* _GIVEN TEXT_
Van Meter v. State Ex Rel. Mothersead

270 P. 41 | Okla. | 1928

State of Oklahoma ex rel. O. B. Mothersead, Bank Commissioner of state of Oklahoma, brought suit in district court of Oklahoma county, Okla., against M. V. Van Meter for recovery of balance due on a promissory note executed by Van Meter to First State Bank of Bristow on July 17, 1922, for the sum of $3,500, due and payable on December 17th of the same year, and *231 provided for ten per cent. attorney's fee in event of default. There appeared on said note a credit of $1,132.65 as of August 9, 1922.

The parties waived a jury and the case was tried to the court who, after hearing the testimony, rendered judgment for the plaintiff and against defendant for the full balance of said note, interest thereon and attorney's fee, and from which judgment defendant appeals to this court for review. The parties will be herein referred to as they appeared in trial court.

Plaintiff's amended petition, omitting formal parts, alleged the execution and delivery by defendant of said promissory note sued on to First National Bank of Bristow, Okla.; copy whereof is attached, made part thereof as exhibit A; that on August 9th the payment of $1,132.65 was made and indorsed on the note, but plaintiff does not know what officer of the bank received the payment; that such officers, after the bank became insolvent, became scattered and went beyond the state; that on January 9, 1924, payee, First State Bank of Bristow, became insolvent, and was so declared by Bank Commissioner of state of Oklahoma, and on that account and on that date said bank, with all of its accounts, money and property, including the note here sued on, was taken over for liquidation by said Bank Commissioner of state of Oklahoma, and that plaintiff is now owner and holder of said note, and that same is due and unpaid.

* _SUPPLIED INFORMATION_
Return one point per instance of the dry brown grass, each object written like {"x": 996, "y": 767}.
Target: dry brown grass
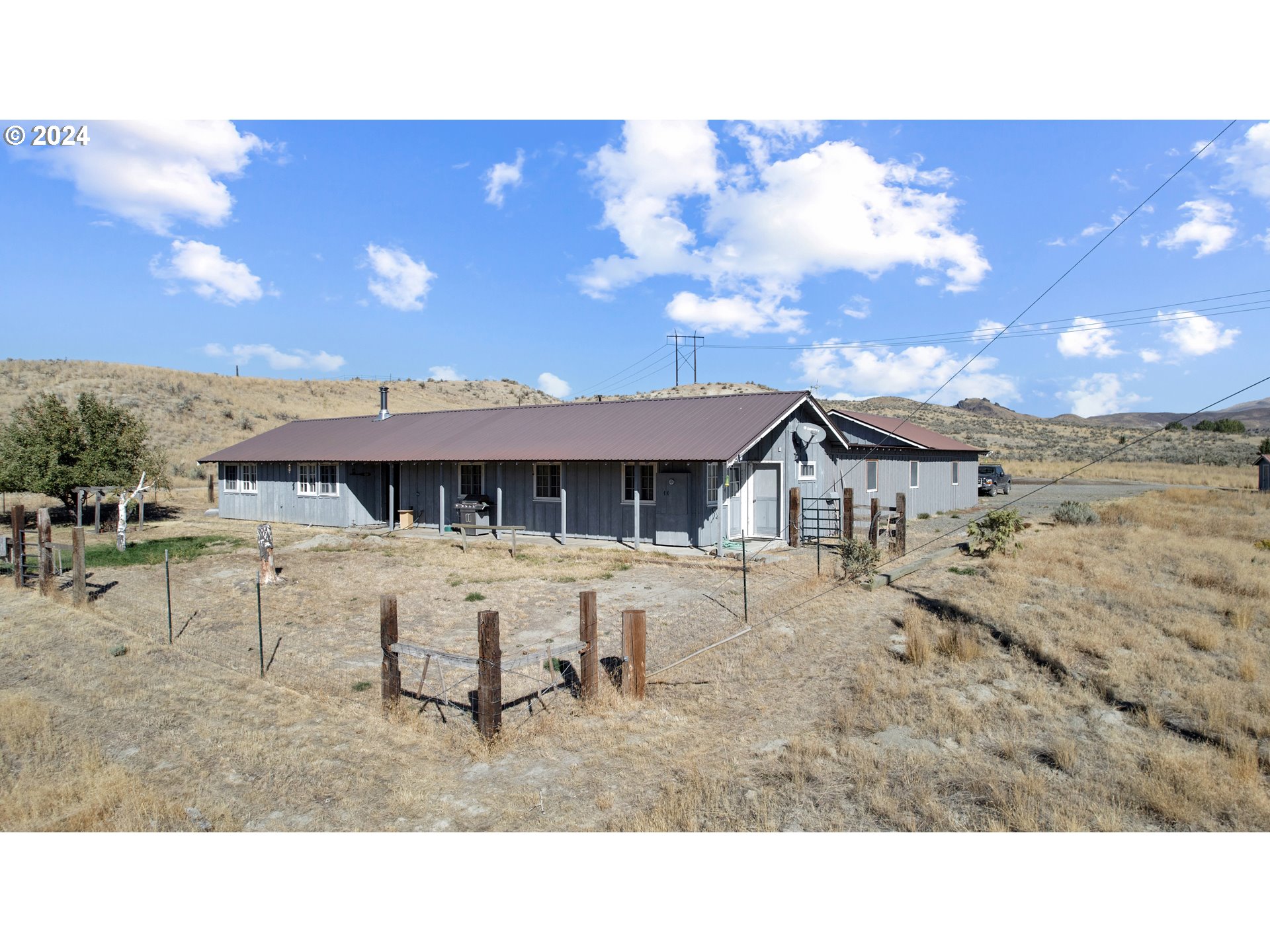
{"x": 193, "y": 414}
{"x": 807, "y": 723}
{"x": 1146, "y": 471}
{"x": 52, "y": 779}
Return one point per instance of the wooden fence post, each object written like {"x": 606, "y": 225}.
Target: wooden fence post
{"x": 45, "y": 547}
{"x": 390, "y": 669}
{"x": 901, "y": 524}
{"x": 587, "y": 634}
{"x": 17, "y": 520}
{"x": 795, "y": 513}
{"x": 634, "y": 637}
{"x": 79, "y": 594}
{"x": 489, "y": 707}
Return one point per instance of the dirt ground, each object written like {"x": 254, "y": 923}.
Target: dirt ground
{"x": 827, "y": 715}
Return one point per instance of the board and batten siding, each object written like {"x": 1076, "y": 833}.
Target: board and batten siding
{"x": 278, "y": 500}
{"x": 935, "y": 492}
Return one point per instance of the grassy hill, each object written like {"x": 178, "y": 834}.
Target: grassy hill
{"x": 192, "y": 414}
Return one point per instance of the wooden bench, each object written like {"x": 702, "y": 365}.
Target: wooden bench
{"x": 461, "y": 528}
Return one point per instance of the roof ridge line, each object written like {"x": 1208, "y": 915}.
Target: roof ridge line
{"x": 548, "y": 407}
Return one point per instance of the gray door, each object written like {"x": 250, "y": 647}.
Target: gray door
{"x": 765, "y": 491}
{"x": 673, "y": 491}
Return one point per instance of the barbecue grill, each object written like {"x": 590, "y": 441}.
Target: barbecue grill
{"x": 474, "y": 510}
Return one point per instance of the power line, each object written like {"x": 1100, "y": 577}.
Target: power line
{"x": 1034, "y": 302}
{"x": 1031, "y": 331}
{"x": 981, "y": 333}
{"x": 596, "y": 386}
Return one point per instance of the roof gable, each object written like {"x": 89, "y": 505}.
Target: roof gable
{"x": 910, "y": 433}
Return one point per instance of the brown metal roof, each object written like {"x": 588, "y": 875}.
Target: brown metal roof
{"x": 922, "y": 437}
{"x": 676, "y": 428}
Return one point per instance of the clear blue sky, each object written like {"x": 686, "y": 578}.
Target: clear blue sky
{"x": 571, "y": 249}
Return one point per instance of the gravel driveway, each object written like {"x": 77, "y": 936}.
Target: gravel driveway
{"x": 1033, "y": 499}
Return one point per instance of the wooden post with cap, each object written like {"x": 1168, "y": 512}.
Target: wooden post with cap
{"x": 489, "y": 681}
{"x": 390, "y": 668}
{"x": 634, "y": 640}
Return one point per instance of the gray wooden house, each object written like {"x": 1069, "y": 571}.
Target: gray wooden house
{"x": 887, "y": 456}
{"x": 679, "y": 471}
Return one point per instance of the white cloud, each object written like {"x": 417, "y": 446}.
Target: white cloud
{"x": 1249, "y": 161}
{"x": 400, "y": 282}
{"x": 1087, "y": 338}
{"x": 1097, "y": 395}
{"x": 553, "y": 385}
{"x": 915, "y": 371}
{"x": 503, "y": 175}
{"x": 773, "y": 223}
{"x": 859, "y": 307}
{"x": 761, "y": 138}
{"x": 1209, "y": 227}
{"x": 736, "y": 315}
{"x": 277, "y": 360}
{"x": 157, "y": 173}
{"x": 1197, "y": 335}
{"x": 211, "y": 274}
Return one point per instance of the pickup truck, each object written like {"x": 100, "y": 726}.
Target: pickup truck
{"x": 992, "y": 480}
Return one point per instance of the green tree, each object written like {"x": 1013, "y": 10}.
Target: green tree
{"x": 50, "y": 447}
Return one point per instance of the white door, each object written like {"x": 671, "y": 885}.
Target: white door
{"x": 765, "y": 495}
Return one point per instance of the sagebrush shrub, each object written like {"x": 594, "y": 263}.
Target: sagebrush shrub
{"x": 1074, "y": 513}
{"x": 857, "y": 557}
{"x": 996, "y": 531}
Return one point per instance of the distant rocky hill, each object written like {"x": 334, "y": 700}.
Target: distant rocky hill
{"x": 192, "y": 414}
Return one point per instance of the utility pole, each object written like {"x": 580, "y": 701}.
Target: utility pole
{"x": 677, "y": 338}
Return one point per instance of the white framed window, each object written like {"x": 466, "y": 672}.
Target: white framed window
{"x": 328, "y": 480}
{"x": 472, "y": 479}
{"x": 646, "y": 483}
{"x": 306, "y": 481}
{"x": 546, "y": 481}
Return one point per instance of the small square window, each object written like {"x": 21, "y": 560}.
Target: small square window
{"x": 646, "y": 483}
{"x": 329, "y": 476}
{"x": 713, "y": 484}
{"x": 546, "y": 480}
{"x": 306, "y": 483}
{"x": 472, "y": 479}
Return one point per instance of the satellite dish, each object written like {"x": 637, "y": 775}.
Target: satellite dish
{"x": 808, "y": 434}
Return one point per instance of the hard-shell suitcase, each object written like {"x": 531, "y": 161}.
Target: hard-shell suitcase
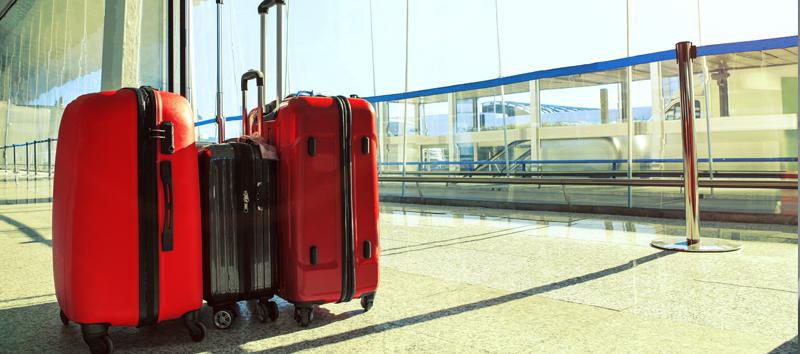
{"x": 328, "y": 196}
{"x": 238, "y": 188}
{"x": 126, "y": 216}
{"x": 327, "y": 202}
{"x": 238, "y": 181}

* _THE EXERCISE_
Write the next part of the court opinion in Van Meter v. State ex rel. Mothersead, picking up right after its final sentence. The entries come from a separate source and are unrelated to the court opinion.

* _WRITTEN REPLY_
Defendant for his answer sets up a general denial subject to the admission that he executed and delivered the note sued on. He denies making any payment thereon, and alleges that he received nothing of value; that he executed said note as an accommodation to one J. S. Mullins, who was, at that time, an active managing officer of said bank, Plaintiff filed a reply consisting of general denial. The following is the substance of the testimony:

Plaintiff introduced the note sued on and the order of the Bank Commissioner taking charge of First State Bank of Bristow, which order declared the bank to be an insolvent institution. The defendant introduced J. D. Pennington, a state bank examiner, and showed that he was the examiner who took charge of First State Bank of Bristow; also a petition filed by Bank Commissioner in district court of Creek county to sell certain assets of the insolvent bank to Community State Bank of Bristow, and a contract between O. B. Mothersead, Bank Commissioner, and Community State Bank of Bristow, representing a purchase by latter bank of a large part of the assets of the insolvent bank. It is provided by this contract also that other assets of the insolvent bank should stand as collateral to the prompt payment of the items purchased outright by the Community Bank from the insolvent; also, a journal entry of judgment by district court of Creek county authorizing Bank Commissioner to make sale of certain assets of the insolvent bank, in accordance with the terms of contract above set out. There are introduced lists of the bills and notes sold outright, and also of the bills and notes disposed of as collateral by the Bank Commissioner to the Community Bank. Neither of these lists include the note sued on. Witness Pennington's testimony as to what property was delivered under the sale is first that all the assets of the insolvent were included, but later he is somewhat uncertain.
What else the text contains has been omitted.